--- start of EXTRACTED ENTRIES ---
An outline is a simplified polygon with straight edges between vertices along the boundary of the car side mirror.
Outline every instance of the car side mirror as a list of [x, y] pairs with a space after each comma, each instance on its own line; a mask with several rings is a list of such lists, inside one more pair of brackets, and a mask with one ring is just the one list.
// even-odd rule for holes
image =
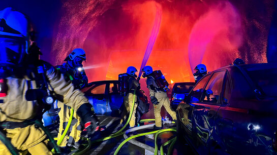
[[186, 95], [183, 94], [176, 94], [175, 95], [175, 99], [179, 100], [184, 100], [184, 97]]

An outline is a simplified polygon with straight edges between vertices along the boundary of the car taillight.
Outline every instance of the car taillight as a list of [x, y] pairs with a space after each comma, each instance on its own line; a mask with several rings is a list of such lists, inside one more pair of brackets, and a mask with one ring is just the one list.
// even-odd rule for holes
[[272, 139], [272, 147], [275, 150], [275, 151], [277, 151], [277, 133], [276, 133], [277, 131], [275, 131], [274, 133], [274, 137]]

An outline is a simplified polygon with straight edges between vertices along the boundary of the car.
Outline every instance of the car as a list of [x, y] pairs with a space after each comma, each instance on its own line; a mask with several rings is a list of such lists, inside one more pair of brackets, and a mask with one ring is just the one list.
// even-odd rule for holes
[[118, 115], [123, 103], [123, 97], [118, 92], [118, 83], [116, 80], [94, 82], [81, 91], [97, 114]]
[[177, 139], [206, 154], [276, 154], [277, 64], [230, 65], [199, 81], [176, 113]]
[[166, 93], [169, 98], [170, 104], [174, 110], [176, 110], [177, 106], [182, 101], [180, 98], [187, 96], [194, 85], [194, 82], [173, 83], [169, 84], [169, 91]]

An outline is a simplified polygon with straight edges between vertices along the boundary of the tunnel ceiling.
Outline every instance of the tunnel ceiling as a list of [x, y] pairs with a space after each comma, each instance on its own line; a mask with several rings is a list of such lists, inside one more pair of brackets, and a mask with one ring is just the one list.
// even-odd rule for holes
[[51, 60], [61, 64], [73, 49], [83, 48], [89, 81], [117, 79], [130, 65], [139, 69], [151, 44], [146, 64], [161, 69], [168, 81], [193, 81], [192, 69], [199, 63], [211, 71], [237, 57], [267, 62], [273, 0], [61, 4]]

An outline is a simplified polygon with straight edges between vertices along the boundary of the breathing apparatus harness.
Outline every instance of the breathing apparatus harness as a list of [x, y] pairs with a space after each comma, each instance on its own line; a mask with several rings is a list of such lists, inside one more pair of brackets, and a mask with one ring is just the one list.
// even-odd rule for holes
[[155, 91], [155, 92], [166, 92], [169, 90], [168, 88], [169, 84], [160, 70], [153, 71], [153, 72], [147, 75], [147, 78], [153, 78], [157, 84], [158, 87], [156, 87], [153, 85], [149, 86], [151, 89]]
[[[27, 75], [30, 78], [31, 80], [34, 80], [36, 81], [37, 88], [39, 88], [39, 89], [32, 89], [30, 81], [27, 81], [27, 85], [28, 90], [26, 92], [25, 97], [27, 101], [33, 101], [37, 100], [39, 104], [38, 107], [40, 108], [40, 109], [42, 110], [41, 113], [37, 118], [26, 120], [21, 122], [11, 121], [0, 122], [0, 130], [1, 131], [0, 133], [0, 140], [6, 145], [7, 148], [12, 154], [18, 154], [18, 151], [12, 145], [10, 140], [6, 137], [5, 133], [3, 132], [4, 131], [3, 129], [13, 129], [17, 128], [23, 128], [34, 124], [39, 127], [44, 131], [53, 145], [55, 152], [61, 152], [59, 148], [52, 137], [50, 132], [47, 128], [43, 126], [41, 121], [40, 121], [42, 119], [42, 114], [51, 107], [51, 105], [52, 105], [56, 98], [57, 98], [56, 96], [57, 94], [55, 94], [53, 91], [49, 90], [49, 88], [51, 88], [52, 90], [53, 89], [46, 77], [45, 69], [47, 68], [47, 64], [46, 65], [41, 60], [39, 60], [37, 62], [37, 63], [36, 63], [37, 64], [28, 64], [28, 67], [25, 70], [26, 71]], [[36, 67], [37, 67], [37, 70], [35, 69]], [[31, 75], [32, 74], [33, 76]], [[0, 80], [0, 86], [1, 87], [0, 97], [6, 96], [8, 95], [8, 85], [6, 79]], [[57, 97], [57, 98], [62, 99], [60, 97]], [[0, 102], [3, 101], [3, 100], [0, 100]], [[40, 114], [41, 114], [41, 115], [40, 115]]]

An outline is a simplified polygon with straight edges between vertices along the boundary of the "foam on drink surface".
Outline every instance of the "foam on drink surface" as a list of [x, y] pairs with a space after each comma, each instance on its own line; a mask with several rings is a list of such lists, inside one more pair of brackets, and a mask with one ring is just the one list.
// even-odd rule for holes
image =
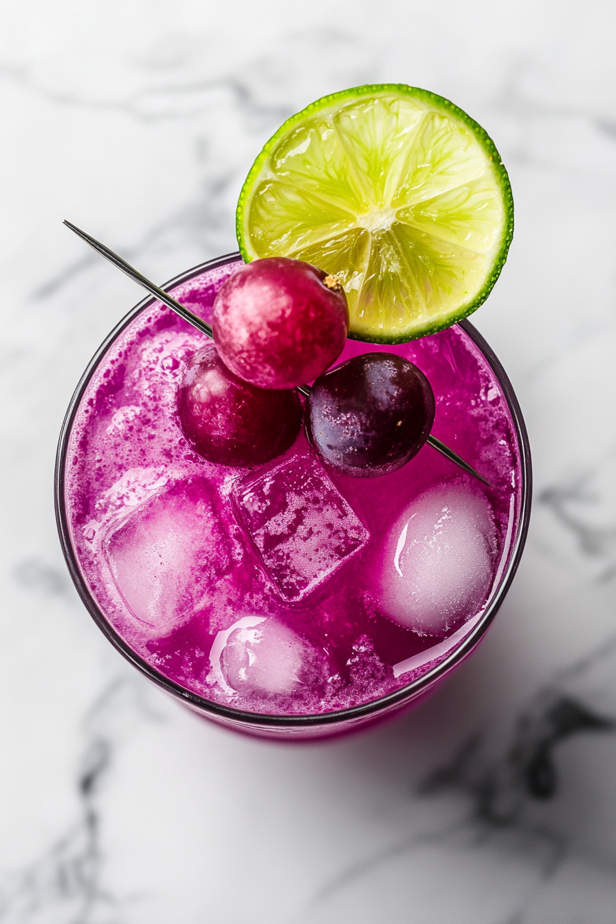
[[[210, 320], [239, 264], [175, 290]], [[253, 469], [216, 466], [175, 410], [202, 336], [141, 312], [87, 386], [68, 444], [66, 499], [99, 608], [161, 674], [211, 700], [308, 714], [370, 701], [464, 638], [502, 572], [519, 509], [517, 443], [493, 373], [458, 328], [397, 346], [436, 399], [433, 432], [485, 473], [433, 449], [381, 478], [325, 469], [303, 435]], [[508, 538], [509, 537], [509, 538]]]

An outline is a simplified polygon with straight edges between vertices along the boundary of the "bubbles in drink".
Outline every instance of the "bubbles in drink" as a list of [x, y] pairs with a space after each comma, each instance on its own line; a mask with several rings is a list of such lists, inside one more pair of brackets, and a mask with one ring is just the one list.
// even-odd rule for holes
[[236, 503], [268, 577], [286, 600], [306, 597], [369, 538], [309, 456], [241, 482]]
[[208, 589], [231, 565], [218, 504], [202, 480], [134, 507], [103, 548], [127, 606], [159, 633], [202, 609]]
[[495, 544], [494, 521], [482, 494], [462, 484], [425, 492], [387, 540], [380, 573], [383, 612], [419, 634], [444, 635], [484, 602]]

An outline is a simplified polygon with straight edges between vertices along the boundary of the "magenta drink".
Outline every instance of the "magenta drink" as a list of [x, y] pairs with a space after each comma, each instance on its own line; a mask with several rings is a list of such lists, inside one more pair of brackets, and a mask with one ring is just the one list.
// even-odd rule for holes
[[[242, 261], [173, 284], [209, 321]], [[501, 368], [466, 322], [387, 351], [428, 376], [432, 433], [378, 478], [323, 462], [301, 432], [265, 464], [209, 462], [177, 412], [204, 337], [152, 299], [87, 371], [67, 414], [56, 501], [84, 602], [144, 674], [201, 714], [278, 737], [336, 734], [417, 701], [477, 643], [517, 565], [528, 446]]]

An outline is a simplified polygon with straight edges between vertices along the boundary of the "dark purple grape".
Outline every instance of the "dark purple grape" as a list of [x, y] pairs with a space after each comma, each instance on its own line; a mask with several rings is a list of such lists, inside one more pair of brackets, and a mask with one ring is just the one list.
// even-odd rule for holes
[[234, 273], [211, 319], [224, 364], [259, 388], [312, 382], [342, 353], [348, 324], [340, 283], [287, 257], [255, 260]]
[[347, 475], [395, 471], [419, 452], [434, 421], [434, 394], [395, 353], [365, 353], [317, 379], [306, 409], [308, 439]]
[[296, 392], [267, 391], [242, 382], [213, 344], [188, 360], [177, 411], [197, 452], [222, 465], [268, 462], [293, 444], [302, 423]]

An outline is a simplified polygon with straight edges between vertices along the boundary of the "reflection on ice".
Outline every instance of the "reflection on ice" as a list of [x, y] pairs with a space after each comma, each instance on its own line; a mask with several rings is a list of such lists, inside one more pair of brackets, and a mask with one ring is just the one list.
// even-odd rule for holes
[[130, 612], [160, 634], [202, 607], [231, 561], [211, 488], [200, 480], [134, 507], [103, 547]]
[[311, 656], [308, 646], [283, 623], [266, 616], [243, 616], [214, 638], [207, 679], [227, 696], [288, 695], [308, 679]]
[[287, 600], [305, 597], [368, 539], [322, 467], [308, 456], [243, 482], [236, 503], [267, 574]]
[[386, 544], [384, 613], [421, 635], [445, 635], [484, 602], [495, 541], [482, 494], [461, 484], [427, 491], [398, 520]]

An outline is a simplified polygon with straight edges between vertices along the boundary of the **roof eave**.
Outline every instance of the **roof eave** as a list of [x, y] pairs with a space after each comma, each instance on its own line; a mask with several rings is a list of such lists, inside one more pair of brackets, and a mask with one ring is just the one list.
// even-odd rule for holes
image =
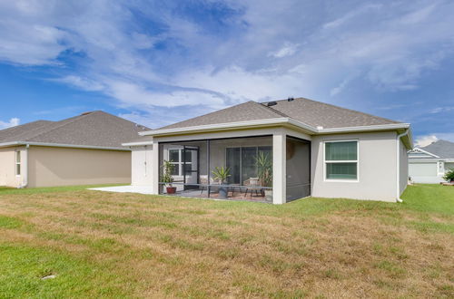
[[242, 129], [255, 129], [255, 128], [266, 128], [273, 127], [277, 125], [292, 125], [300, 129], [302, 129], [309, 133], [317, 132], [317, 129], [307, 125], [305, 123], [294, 121], [291, 118], [275, 118], [275, 119], [265, 119], [257, 121], [235, 121], [235, 122], [225, 122], [217, 123], [211, 125], [202, 125], [202, 126], [192, 126], [184, 128], [172, 128], [172, 129], [162, 129], [154, 130], [144, 132], [140, 132], [141, 136], [168, 136], [168, 135], [183, 135], [183, 134], [193, 134], [198, 132], [210, 132], [210, 131], [220, 131], [220, 130], [242, 130]]
[[[198, 132], [209, 132], [219, 130], [242, 130], [252, 128], [265, 128], [276, 125], [289, 125], [302, 130], [311, 135], [317, 134], [336, 134], [336, 133], [352, 133], [352, 132], [368, 132], [379, 130], [410, 130], [410, 123], [390, 123], [383, 125], [371, 126], [358, 126], [358, 127], [342, 127], [342, 128], [322, 128], [313, 127], [306, 123], [295, 121], [291, 118], [275, 118], [258, 121], [226, 122], [211, 125], [192, 126], [184, 128], [161, 129], [140, 132], [141, 136], [171, 136], [171, 135], [184, 135]], [[409, 144], [412, 147], [411, 131], [409, 132]]]
[[86, 150], [123, 150], [130, 151], [131, 150], [127, 148], [117, 148], [117, 147], [100, 147], [94, 145], [78, 145], [78, 144], [61, 144], [61, 143], [47, 143], [47, 142], [34, 142], [34, 141], [11, 141], [0, 143], [0, 148], [8, 148], [19, 145], [35, 145], [41, 147], [52, 147], [52, 148], [72, 148], [72, 149], [86, 149]]

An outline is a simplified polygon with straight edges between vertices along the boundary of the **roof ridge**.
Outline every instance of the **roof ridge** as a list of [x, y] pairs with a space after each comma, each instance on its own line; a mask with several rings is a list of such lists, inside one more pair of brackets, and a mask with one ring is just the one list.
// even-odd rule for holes
[[[336, 108], [336, 109], [340, 109], [340, 110], [343, 110], [343, 111], [349, 111], [355, 112], [355, 113], [361, 113], [362, 115], [371, 116], [371, 117], [381, 119], [381, 120], [384, 120], [384, 121], [387, 121], [402, 123], [401, 121], [397, 121], [390, 120], [390, 119], [387, 119], [387, 118], [384, 118], [384, 117], [381, 117], [381, 116], [377, 116], [377, 115], [373, 115], [373, 114], [370, 114], [370, 113], [362, 112], [362, 111], [357, 111], [357, 110], [353, 110], [353, 109], [349, 109], [349, 108], [344, 108], [344, 107], [333, 105], [333, 104], [331, 104], [331, 103], [328, 103], [328, 102], [324, 102], [324, 101], [315, 101], [315, 100], [311, 100], [311, 99], [308, 99], [308, 98], [303, 98], [303, 97], [293, 98], [293, 101], [298, 101], [298, 100], [309, 101], [312, 101], [312, 102], [315, 102], [315, 103], [318, 103], [318, 104], [321, 104], [321, 105], [324, 105], [324, 106], [330, 106], [330, 107], [332, 107], [332, 108]], [[262, 104], [267, 103], [267, 102], [270, 102], [270, 101], [289, 101], [289, 100], [288, 99], [282, 99], [282, 100], [276, 100], [276, 101], [264, 101]]]
[[31, 136], [31, 137], [27, 138], [25, 141], [30, 140], [31, 139], [37, 138], [37, 137], [39, 137], [39, 136], [41, 136], [41, 135], [44, 135], [44, 134], [50, 133], [50, 132], [52, 132], [52, 131], [54, 131], [54, 130], [57, 130], [57, 129], [63, 128], [63, 127], [64, 127], [64, 126], [66, 126], [66, 125], [68, 125], [68, 124], [70, 124], [70, 123], [74, 123], [74, 121], [80, 121], [81, 119], [84, 119], [85, 117], [87, 117], [88, 115], [90, 115], [90, 114], [92, 114], [92, 113], [93, 113], [93, 112], [91, 112], [91, 113], [86, 113], [86, 114], [80, 114], [80, 115], [74, 116], [74, 117], [72, 117], [72, 118], [69, 118], [69, 119], [65, 119], [65, 120], [62, 120], [62, 121], [55, 121], [55, 123], [57, 123], [57, 124], [58, 124], [59, 122], [63, 122], [63, 121], [68, 121], [68, 120], [73, 119], [71, 121], [64, 122], [64, 123], [61, 124], [60, 126], [58, 126], [58, 125], [57, 125], [57, 126], [56, 126], [56, 127], [54, 127], [54, 129], [51, 129], [51, 130], [44, 130], [44, 132], [41, 132], [41, 133], [39, 133], [39, 134], [37, 134], [37, 135]]
[[[343, 107], [340, 107], [340, 106], [336, 106], [336, 105], [330, 104], [330, 103], [323, 102], [323, 101], [314, 101], [314, 100], [311, 100], [311, 99], [307, 99], [307, 98], [302, 98], [302, 97], [296, 98], [295, 100], [298, 100], [298, 99], [303, 99], [303, 100], [306, 100], [306, 101], [311, 101], [318, 102], [318, 103], [321, 103], [322, 105], [331, 106], [331, 107], [333, 107], [333, 108], [336, 108], [336, 109], [347, 110], [349, 111], [352, 111], [352, 112], [356, 112], [356, 113], [361, 113], [363, 115], [371, 116], [371, 117], [374, 117], [374, 118], [379, 118], [379, 119], [385, 120], [385, 121], [388, 121], [402, 123], [401, 121], [396, 121], [390, 120], [390, 119], [387, 119], [387, 118], [384, 118], [384, 117], [381, 117], [381, 116], [377, 116], [377, 115], [373, 115], [373, 114], [370, 114], [370, 113], [362, 112], [362, 111], [357, 111], [357, 110], [353, 110], [353, 109], [343, 108]], [[283, 101], [286, 101], [286, 100], [283, 100]]]
[[291, 117], [290, 117], [290, 116], [288, 116], [287, 114], [282, 113], [282, 112], [281, 112], [281, 111], [278, 111], [277, 110], [272, 109], [271, 107], [265, 106], [265, 105], [263, 105], [263, 104], [262, 104], [262, 103], [261, 103], [261, 102], [258, 102], [258, 101], [252, 101], [252, 102], [256, 103], [257, 105], [261, 106], [261, 107], [262, 107], [261, 109], [264, 109], [264, 110], [266, 110], [266, 111], [271, 111], [271, 112], [273, 112], [273, 113], [277, 114], [277, 115], [278, 115], [278, 116], [280, 116], [280, 117], [288, 117], [288, 118], [291, 118]]
[[102, 110], [97, 110], [97, 111], [92, 111], [91, 113], [88, 113], [88, 114], [86, 114], [86, 115], [90, 115], [90, 114], [94, 113], [94, 112], [102, 112], [103, 114], [109, 115], [109, 116], [111, 116], [111, 117], [112, 117], [112, 116], [114, 116], [114, 117], [115, 117], [115, 118], [117, 118], [117, 119], [119, 119], [119, 120], [121, 120], [121, 121], [127, 121], [127, 122], [130, 122], [130, 123], [131, 123], [131, 124], [133, 124], [133, 125], [141, 126], [141, 127], [143, 127], [143, 129], [146, 129], [146, 130], [152, 130], [151, 128], [148, 128], [148, 127], [146, 127], [146, 126], [144, 126], [144, 125], [143, 125], [143, 124], [140, 124], [140, 123], [138, 123], [138, 122], [134, 122], [134, 121], [129, 121], [129, 120], [126, 120], [126, 119], [123, 119], [123, 118], [122, 118], [122, 117], [119, 117], [119, 116], [115, 115], [115, 114], [111, 114], [111, 113], [105, 112], [105, 111], [102, 111]]

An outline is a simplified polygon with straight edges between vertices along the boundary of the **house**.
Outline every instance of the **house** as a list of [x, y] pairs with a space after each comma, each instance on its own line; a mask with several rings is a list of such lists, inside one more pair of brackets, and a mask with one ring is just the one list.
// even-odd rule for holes
[[123, 144], [133, 150], [133, 186], [173, 192], [161, 181], [167, 160], [176, 195], [274, 204], [309, 196], [399, 201], [412, 148], [408, 123], [303, 98], [248, 101], [140, 135]]
[[103, 111], [0, 130], [0, 186], [130, 183], [133, 140], [148, 128]]
[[415, 183], [438, 184], [454, 169], [454, 143], [437, 140], [409, 152], [409, 175]]

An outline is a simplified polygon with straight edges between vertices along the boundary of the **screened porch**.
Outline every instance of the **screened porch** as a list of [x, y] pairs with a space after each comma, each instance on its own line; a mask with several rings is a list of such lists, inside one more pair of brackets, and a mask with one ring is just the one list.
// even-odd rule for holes
[[[286, 138], [286, 201], [311, 194], [309, 141]], [[272, 135], [160, 142], [159, 193], [273, 202]]]

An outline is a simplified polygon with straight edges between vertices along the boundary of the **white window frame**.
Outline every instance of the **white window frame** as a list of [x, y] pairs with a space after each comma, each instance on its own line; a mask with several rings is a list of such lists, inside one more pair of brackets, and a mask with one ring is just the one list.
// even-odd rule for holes
[[[167, 160], [170, 161], [170, 152], [171, 150], [178, 150], [178, 161], [175, 162], [171, 162], [173, 165], [175, 165], [177, 169], [178, 169], [178, 174], [176, 175], [173, 175], [173, 177], [183, 177], [183, 148], [170, 148], [170, 149], [167, 149]], [[192, 161], [191, 160], [191, 162], [186, 162], [187, 165], [192, 165]]]
[[[19, 156], [17, 156], [19, 154]], [[19, 161], [17, 161], [17, 157], [19, 157]], [[19, 166], [19, 173], [17, 173], [17, 166]], [[22, 175], [22, 153], [21, 150], [15, 150], [15, 173], [16, 177]]]
[[[326, 159], [326, 144], [335, 142], [356, 142], [356, 160], [327, 160]], [[327, 163], [356, 163], [356, 179], [348, 178], [327, 178]], [[360, 140], [335, 140], [323, 141], [323, 181], [325, 182], [342, 182], [342, 183], [358, 183], [360, 182]]]
[[444, 161], [437, 161], [437, 176], [442, 177], [446, 173]]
--- end of EXTRACTED ENTRIES ---
■ **SET PROBLEM**
Convert the records above into a Markdown table with the columns Row and Line, starting at the line that contains "of the car." and stopping after the line that contains "84], [169, 91]]". Give each non-blank line its own numbered row and include nothing else.

■ **SOLUTION TO THIS TASK**
| Row | Line |
|---|---|
| 1 | An outline is a simplified polygon with straight edges between vertices along the boundary of the car. |
| 2 | Outline every instance of the car as a list of [x, y] pairs with a space after each comma, each instance on its own line; a mask with several rings is a list of such lists, inside one more pair of brackets, and a mask with one ring is just the one list. |
| 3 | // even-odd rule for holes |
| 4 | [[118, 115], [123, 103], [123, 97], [118, 92], [118, 83], [116, 80], [94, 82], [81, 91], [97, 114]] |
| 5 | [[177, 139], [206, 154], [276, 154], [277, 64], [230, 65], [199, 81], [176, 113]] |
| 6 | [[166, 93], [169, 98], [170, 104], [174, 110], [176, 110], [177, 106], [182, 101], [180, 98], [187, 96], [194, 85], [194, 82], [173, 83], [169, 84], [169, 91]] |